* Try it: Going through the data below, copy out each line where the word "asphalt" shows up.
⟨
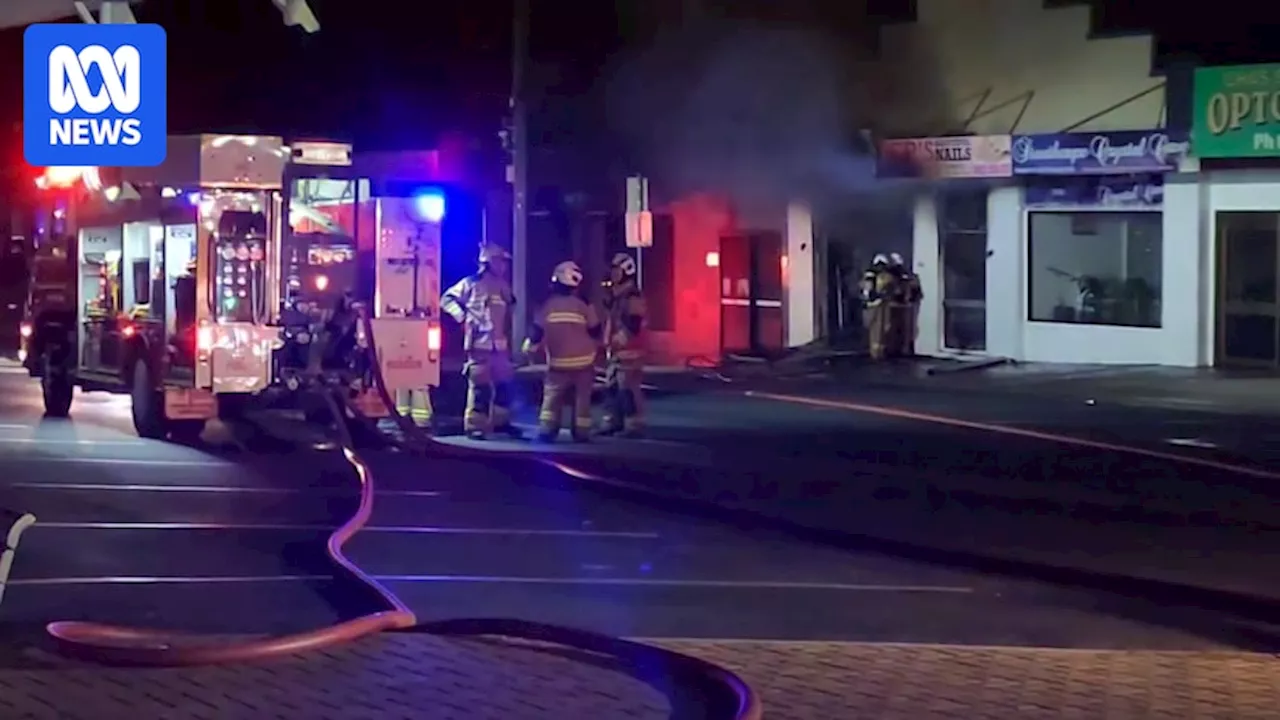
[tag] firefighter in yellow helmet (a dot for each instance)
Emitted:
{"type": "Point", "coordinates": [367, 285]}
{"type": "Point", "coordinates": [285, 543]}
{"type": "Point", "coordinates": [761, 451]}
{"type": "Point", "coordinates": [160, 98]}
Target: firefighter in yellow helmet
{"type": "Point", "coordinates": [568, 329]}
{"type": "Point", "coordinates": [625, 333]}
{"type": "Point", "coordinates": [481, 302]}
{"type": "Point", "coordinates": [878, 287]}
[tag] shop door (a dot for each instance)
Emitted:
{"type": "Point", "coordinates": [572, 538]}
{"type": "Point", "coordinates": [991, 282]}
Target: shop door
{"type": "Point", "coordinates": [1248, 305]}
{"type": "Point", "coordinates": [963, 235]}
{"type": "Point", "coordinates": [752, 294]}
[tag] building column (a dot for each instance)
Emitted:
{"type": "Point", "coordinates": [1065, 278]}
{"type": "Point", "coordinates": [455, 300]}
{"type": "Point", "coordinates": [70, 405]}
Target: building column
{"type": "Point", "coordinates": [926, 260]}
{"type": "Point", "coordinates": [798, 276]}
{"type": "Point", "coordinates": [1006, 273]}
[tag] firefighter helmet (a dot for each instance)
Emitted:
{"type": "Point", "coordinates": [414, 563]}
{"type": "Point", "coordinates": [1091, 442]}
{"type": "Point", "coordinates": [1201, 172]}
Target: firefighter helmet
{"type": "Point", "coordinates": [626, 263]}
{"type": "Point", "coordinates": [567, 274]}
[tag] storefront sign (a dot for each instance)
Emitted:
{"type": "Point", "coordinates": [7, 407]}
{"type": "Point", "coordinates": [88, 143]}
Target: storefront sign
{"type": "Point", "coordinates": [1102, 153]}
{"type": "Point", "coordinates": [1237, 112]}
{"type": "Point", "coordinates": [945, 158]}
{"type": "Point", "coordinates": [1097, 191]}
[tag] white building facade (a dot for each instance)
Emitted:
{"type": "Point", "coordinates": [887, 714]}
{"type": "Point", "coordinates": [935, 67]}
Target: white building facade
{"type": "Point", "coordinates": [1063, 223]}
{"type": "Point", "coordinates": [1235, 137]}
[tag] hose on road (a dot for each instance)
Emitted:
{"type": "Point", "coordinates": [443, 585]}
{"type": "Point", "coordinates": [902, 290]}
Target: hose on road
{"type": "Point", "coordinates": [117, 645]}
{"type": "Point", "coordinates": [746, 702]}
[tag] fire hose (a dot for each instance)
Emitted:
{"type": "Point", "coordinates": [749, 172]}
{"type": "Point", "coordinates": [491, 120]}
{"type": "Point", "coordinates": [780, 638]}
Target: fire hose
{"type": "Point", "coordinates": [133, 646]}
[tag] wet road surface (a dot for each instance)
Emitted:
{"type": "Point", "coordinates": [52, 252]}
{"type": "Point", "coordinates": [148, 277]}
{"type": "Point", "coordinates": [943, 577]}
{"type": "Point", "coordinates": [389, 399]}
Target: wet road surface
{"type": "Point", "coordinates": [138, 532]}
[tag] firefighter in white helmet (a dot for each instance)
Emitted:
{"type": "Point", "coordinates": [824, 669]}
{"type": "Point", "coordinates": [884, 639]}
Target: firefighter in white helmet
{"type": "Point", "coordinates": [483, 304]}
{"type": "Point", "coordinates": [627, 314]}
{"type": "Point", "coordinates": [568, 329]}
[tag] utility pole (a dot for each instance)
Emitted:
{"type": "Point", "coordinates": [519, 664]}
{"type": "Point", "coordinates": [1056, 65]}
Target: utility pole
{"type": "Point", "coordinates": [519, 169]}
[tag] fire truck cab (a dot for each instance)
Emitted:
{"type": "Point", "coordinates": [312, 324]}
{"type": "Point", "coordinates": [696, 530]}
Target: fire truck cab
{"type": "Point", "coordinates": [233, 270]}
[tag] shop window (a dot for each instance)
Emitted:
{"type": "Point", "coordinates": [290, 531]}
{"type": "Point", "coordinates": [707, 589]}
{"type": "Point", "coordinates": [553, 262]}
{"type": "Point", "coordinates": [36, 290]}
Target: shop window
{"type": "Point", "coordinates": [1095, 268]}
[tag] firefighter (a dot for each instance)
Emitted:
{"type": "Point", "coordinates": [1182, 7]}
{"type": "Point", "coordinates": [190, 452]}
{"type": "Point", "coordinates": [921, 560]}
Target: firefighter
{"type": "Point", "coordinates": [481, 304]}
{"type": "Point", "coordinates": [906, 304]}
{"type": "Point", "coordinates": [568, 329]}
{"type": "Point", "coordinates": [625, 333]}
{"type": "Point", "coordinates": [877, 288]}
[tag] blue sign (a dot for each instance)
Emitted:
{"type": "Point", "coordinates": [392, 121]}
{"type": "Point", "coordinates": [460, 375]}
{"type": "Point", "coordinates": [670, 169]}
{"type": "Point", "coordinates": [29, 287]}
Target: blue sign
{"type": "Point", "coordinates": [95, 95]}
{"type": "Point", "coordinates": [1098, 154]}
{"type": "Point", "coordinates": [1097, 191]}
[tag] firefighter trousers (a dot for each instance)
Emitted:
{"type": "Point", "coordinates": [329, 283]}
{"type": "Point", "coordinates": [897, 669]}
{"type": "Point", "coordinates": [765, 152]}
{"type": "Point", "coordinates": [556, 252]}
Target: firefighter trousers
{"type": "Point", "coordinates": [878, 323]}
{"type": "Point", "coordinates": [626, 406]}
{"type": "Point", "coordinates": [489, 388]}
{"type": "Point", "coordinates": [415, 405]}
{"type": "Point", "coordinates": [571, 388]}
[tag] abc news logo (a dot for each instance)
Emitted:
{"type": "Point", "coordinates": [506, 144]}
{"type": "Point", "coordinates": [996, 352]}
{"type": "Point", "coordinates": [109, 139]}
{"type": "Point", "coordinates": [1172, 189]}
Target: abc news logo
{"type": "Point", "coordinates": [71, 94]}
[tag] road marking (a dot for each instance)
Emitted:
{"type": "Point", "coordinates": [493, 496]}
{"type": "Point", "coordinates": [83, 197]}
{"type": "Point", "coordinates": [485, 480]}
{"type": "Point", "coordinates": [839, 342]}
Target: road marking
{"type": "Point", "coordinates": [656, 582]}
{"type": "Point", "coordinates": [78, 442]}
{"type": "Point", "coordinates": [1022, 432]}
{"type": "Point", "coordinates": [165, 579]}
{"type": "Point", "coordinates": [64, 460]}
{"type": "Point", "coordinates": [388, 529]}
{"type": "Point", "coordinates": [483, 579]}
{"type": "Point", "coordinates": [225, 490]}
{"type": "Point", "coordinates": [1191, 442]}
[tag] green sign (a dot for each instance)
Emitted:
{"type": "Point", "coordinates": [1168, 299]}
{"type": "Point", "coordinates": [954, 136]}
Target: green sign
{"type": "Point", "coordinates": [1237, 112]}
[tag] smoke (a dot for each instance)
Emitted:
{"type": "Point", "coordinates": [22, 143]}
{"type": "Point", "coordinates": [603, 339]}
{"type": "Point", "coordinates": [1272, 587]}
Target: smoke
{"type": "Point", "coordinates": [759, 113]}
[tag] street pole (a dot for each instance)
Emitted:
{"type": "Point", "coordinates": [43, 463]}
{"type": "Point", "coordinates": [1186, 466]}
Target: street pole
{"type": "Point", "coordinates": [519, 165]}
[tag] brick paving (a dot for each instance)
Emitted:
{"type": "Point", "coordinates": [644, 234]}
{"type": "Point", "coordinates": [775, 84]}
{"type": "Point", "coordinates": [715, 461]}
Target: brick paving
{"type": "Point", "coordinates": [392, 677]}
{"type": "Point", "coordinates": [821, 680]}
{"type": "Point", "coordinates": [414, 677]}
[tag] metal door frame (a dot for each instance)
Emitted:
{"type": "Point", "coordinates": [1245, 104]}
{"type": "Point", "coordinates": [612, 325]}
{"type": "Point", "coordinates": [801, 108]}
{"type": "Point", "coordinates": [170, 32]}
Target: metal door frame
{"type": "Point", "coordinates": [1223, 308]}
{"type": "Point", "coordinates": [958, 302]}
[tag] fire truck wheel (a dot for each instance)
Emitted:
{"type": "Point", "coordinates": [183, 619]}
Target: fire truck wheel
{"type": "Point", "coordinates": [56, 388]}
{"type": "Point", "coordinates": [146, 405]}
{"type": "Point", "coordinates": [186, 432]}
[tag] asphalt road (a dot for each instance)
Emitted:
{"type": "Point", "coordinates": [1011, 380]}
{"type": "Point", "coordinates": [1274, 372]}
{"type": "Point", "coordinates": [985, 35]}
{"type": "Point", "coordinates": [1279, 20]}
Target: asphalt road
⟩
* Task response:
[tag] asphalt road (a dot for each instance)
Target: asphalt road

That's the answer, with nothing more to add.